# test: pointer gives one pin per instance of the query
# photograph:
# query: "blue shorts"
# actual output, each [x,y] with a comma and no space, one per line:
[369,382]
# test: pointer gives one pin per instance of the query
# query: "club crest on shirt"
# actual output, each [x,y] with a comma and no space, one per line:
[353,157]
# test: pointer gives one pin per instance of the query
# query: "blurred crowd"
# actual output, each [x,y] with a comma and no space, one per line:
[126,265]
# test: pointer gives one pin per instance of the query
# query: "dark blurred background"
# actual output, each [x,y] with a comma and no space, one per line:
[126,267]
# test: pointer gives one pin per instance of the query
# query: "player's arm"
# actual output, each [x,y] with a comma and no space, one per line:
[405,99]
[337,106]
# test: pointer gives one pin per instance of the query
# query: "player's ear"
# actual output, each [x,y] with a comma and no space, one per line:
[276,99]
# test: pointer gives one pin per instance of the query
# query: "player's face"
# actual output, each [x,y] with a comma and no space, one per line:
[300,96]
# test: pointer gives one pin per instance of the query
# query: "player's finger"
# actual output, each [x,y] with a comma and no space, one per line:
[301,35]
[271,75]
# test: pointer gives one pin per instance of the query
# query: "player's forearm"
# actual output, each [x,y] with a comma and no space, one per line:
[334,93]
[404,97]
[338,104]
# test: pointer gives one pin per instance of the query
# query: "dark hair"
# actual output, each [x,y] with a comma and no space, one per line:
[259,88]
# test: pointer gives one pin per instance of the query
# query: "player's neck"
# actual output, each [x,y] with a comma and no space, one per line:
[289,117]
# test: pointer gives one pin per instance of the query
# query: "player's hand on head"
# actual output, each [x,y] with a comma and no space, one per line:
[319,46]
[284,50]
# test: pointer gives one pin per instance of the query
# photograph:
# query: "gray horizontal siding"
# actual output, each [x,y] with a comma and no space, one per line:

# # # # #

* The task *
Rescale all of the entries above by rewriting every line, comment lines included. Multiply each coordinate in the outputs by 2.1 and round it to the nearest whole number, rounding halves up.

* Answer to this exercise *
# test: pointer gives one pin per instance of the query
# photograph:
# query: "blue shorts"
# actual output, each [x,y] with a comma and no space, one per line:
[775,802]
# test: pointer gives one pin per instance of the query
# query: "club crest on shirt"
# actual output, each [x,y] with a comma and no space, one per line:
[741,330]
# test: pointer gives one pin per instance of the query
# query: "blurred crowd"
# actual output, each [x,y] with a comma and no space, one per line:
[265,557]
# test: pointer gives one pin per instance of the query
# query: "dark blurred background"
# actual output, each [x,y] with a comma and no space, one per line:
[265,561]
# test: pointer gives one pin per instance of the query
# query: "player's arm"
# actual output, each [x,y] with a comma and no space, one per line:
[851,208]
[708,223]
# test: pointer gives one pin per instance of the query
# query: "player's ear"
# actual output, each [x,y] with a comma and no space, one per line:
[580,208]
# test: pointer gives one pin per instance of the query
# query: "player's face"
# actual output, each [x,y] with a comma and no space, one per line:
[630,202]
# test: pointer gives one pin per instance of the query
# query: "player's finger"
# actual output, each [x,y] with a comma and no space, one per line:
[632,74]
[569,158]
# test: pointer gives one pin per instance of the query
# query: "player's forearm"
# actual output, each [x,y] with a comma and no space, one per line:
[701,195]
[848,204]
[710,218]
# test: pointer gives one pin per instance of the query
# query: "dark hair"
# actual output, each [x,y] with a comma and no space, one per line:
[544,185]
# test: pointer gives one pin per instance of the query
# query: "player's neck"
# actual output, each [x,y] with a comma and no space, one per line:
[607,246]
# test: pointer gives one pin per instance of the query
# query: "player's hand on head"
# actual output, each [x,y] with a comma and no space, one per line:
[670,97]
[596,105]
# test: pointer gives one pin per instance of the query
# photograph:
# query: "gray horizontal siding"
# actual output, each [x,y] with a comma and no space, one per line:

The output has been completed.